Dans les
mosquées du monde musulman, l’accomplissement de la prière de
l’aïd al-adha est suivi d’un prêche de rappel sur le sacrifice,
son récit, ses rites et ce qu’il signifie.
Généralement,
il est retenu de ce récit le sens coranique de la soumission à Dieu
dans sa forme radicale et accomplie.
Dieu
inspire en songe à Ibrahim 1 d’immoler
son fils.
L’Homme
partage ce songe avec son fils et, après avoir constaté sa propre
soumission à cette inspiration divine, se prépare à sacrifier son
fils.
Au moment
fatal, le geste du Messager est remplacé par une offrande
sacrificielle de grande valeur dit le Coran.
Ce sens est
bien évidemment juste.
Il correspond
en tous points au récit de la sourate 37, versets 102 à 108
(as-sâffât).
Mais le
rappel qui en est fait ne témoigne pas précisément de la
profondeur et de l’intensité de l’épreuve abrahamique.
Le
cataclysme intérieur du sacrifice
Ce que l’on
peut remarquer de prime abord est la modalité de transmission de
l’injonction ou de la mise à l’épreuve divine : le songe.
L’expression
coranique « fi manami » indique tout autant le lieu que
le temps du repos ou du sommeil.
Cela peut
évoquer un songe, une rêverie ou un état latent survenu au moment
où Ibrahim se met en marche avec son fils.
Cette
modalité de l’inspiration divine a donc transité par l’image
vivante, la représentation vivace d’une action suggérée, et non
par un commandement oral explicite.
Si le songe
est bien une modalité de l’inspiration divine reconnue comme telle
par l’Ecriture (al Kitab), sa nature symbolique lui confère déjà
une singularité qui la distingue en tant que telle de l’inspiration
orale.
Elle
témoigne certainement de la pédagogie divine et de la délicatesse
face à un ordre qui choque 2 et
bouleverse la conscience.
Le songe est
aussi ce qui fait songer, penser l’Homme et c’est ce que démontre
le récit coranique dans l’appel du père au fils : « Regardes
ce que tu y vois » au sens de « Qu’en penses-tu ? ».
Le songe
divin a constitué de ce fait une approche appropriée destinée à
réveiller en Abraham (Ibrahim) et son fils une interrogation
métaphysique profonde.
En ce sens,
ce songe qui est chez le prophète un langage divin, est en soi un
cataclysme.
En lui
inspirant de commettre un infanticide, en lui suggérant de Lui
sacrifier sa progéniture, une partie de lui-même, sa descendance,
sa postérité, son héritage et son avenir, le songe inspiré met à
l’épreuve tout l’édifice de sa foi, toute sa conception
personnelle de Dieu, sa confiance en son Jugement et en sa Bonté et
tout le fondement de sa morale et de sa connaissance du Bien et du
Mal.

● ● ●

Poursuivez le texte sur le sacrifice d'Ibrahim à partir de sa dernière phrase.

● ● ●

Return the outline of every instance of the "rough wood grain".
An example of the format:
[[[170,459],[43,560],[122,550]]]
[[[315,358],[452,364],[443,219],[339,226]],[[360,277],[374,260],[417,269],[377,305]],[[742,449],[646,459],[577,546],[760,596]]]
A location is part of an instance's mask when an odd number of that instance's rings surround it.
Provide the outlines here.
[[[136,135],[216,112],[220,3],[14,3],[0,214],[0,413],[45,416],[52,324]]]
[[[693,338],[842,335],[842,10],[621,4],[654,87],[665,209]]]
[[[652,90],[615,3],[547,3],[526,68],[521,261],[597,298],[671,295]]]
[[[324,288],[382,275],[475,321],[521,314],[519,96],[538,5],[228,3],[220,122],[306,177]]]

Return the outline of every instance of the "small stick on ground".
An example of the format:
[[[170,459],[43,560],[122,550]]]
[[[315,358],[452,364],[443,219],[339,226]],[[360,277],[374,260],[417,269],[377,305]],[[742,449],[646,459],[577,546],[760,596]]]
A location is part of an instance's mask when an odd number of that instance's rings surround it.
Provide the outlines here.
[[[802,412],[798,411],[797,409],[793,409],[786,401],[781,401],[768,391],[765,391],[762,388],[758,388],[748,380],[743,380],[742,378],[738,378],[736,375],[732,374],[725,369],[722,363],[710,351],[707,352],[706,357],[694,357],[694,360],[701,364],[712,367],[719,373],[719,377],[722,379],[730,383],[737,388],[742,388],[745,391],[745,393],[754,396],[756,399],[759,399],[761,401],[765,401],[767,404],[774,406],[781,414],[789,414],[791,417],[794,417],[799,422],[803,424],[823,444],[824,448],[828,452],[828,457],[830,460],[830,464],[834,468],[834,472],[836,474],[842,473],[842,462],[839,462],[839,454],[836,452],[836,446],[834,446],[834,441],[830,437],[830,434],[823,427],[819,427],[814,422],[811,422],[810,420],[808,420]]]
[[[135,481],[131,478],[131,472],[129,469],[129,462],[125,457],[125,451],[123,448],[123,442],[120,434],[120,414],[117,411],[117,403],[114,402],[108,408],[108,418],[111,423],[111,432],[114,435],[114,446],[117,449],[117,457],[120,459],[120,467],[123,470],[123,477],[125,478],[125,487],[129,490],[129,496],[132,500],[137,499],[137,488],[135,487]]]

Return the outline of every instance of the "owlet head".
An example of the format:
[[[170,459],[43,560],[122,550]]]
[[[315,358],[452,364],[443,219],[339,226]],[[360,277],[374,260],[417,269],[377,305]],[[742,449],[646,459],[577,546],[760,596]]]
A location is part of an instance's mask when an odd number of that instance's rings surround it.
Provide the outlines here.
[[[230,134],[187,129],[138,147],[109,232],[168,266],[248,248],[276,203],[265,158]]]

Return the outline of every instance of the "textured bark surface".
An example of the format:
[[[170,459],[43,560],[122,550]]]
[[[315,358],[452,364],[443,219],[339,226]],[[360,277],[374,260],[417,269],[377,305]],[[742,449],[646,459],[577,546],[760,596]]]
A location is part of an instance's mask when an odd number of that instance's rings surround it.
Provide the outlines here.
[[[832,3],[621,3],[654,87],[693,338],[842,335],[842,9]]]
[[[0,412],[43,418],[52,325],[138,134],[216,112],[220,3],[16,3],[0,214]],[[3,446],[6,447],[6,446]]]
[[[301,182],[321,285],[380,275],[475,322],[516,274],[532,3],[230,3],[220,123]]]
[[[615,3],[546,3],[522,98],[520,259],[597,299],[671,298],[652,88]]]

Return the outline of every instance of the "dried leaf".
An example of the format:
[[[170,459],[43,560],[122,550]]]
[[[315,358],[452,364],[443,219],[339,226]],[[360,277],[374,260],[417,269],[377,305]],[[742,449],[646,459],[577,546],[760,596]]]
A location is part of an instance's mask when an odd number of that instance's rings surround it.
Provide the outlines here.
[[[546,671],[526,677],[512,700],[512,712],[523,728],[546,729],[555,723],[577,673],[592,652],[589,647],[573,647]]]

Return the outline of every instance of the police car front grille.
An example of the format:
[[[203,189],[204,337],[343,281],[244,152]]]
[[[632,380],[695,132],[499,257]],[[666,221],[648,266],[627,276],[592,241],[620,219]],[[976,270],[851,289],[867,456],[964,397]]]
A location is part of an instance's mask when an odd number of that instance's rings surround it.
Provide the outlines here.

● ● ●

■ **EN RÉPONSE**:
Ibrahim,
le destructeur d’idoles
C’est
assurément un tel cataclysme intérieur qu’Ibrahim a dû affronter
et dont il a su admirablement triompher.
Conscient
qu’il était éprouvé, empreint d’une certitude et d’une
confiance inégalable en Dieu, une confiance fondée sur une
connaissance certaine d’ordre spirituelle acquise dans la proximité
avec Dieu (al khalil), une connaissance du cœur, Ibrahim et son fils
ont fait au cours de ce qu’on appelle le sacrifice, l’épreuve de
la prophétie qui est celle de la mise à nu radicale devant Dieu.
Rien hormis
Lui ne doit siéger dans le cœur de l’Homme. Le sacrifice a
constitué, sous ce rapport, un baptême du feu pour le fils, une
confirmation pour le père.
Mais pour
saisir le sens de ce sacrifice, il est essentiel de comprendre et de
resituer la globalité de la fonction d’Ibrahim, père et fondement
des trois monothéismes contemporains.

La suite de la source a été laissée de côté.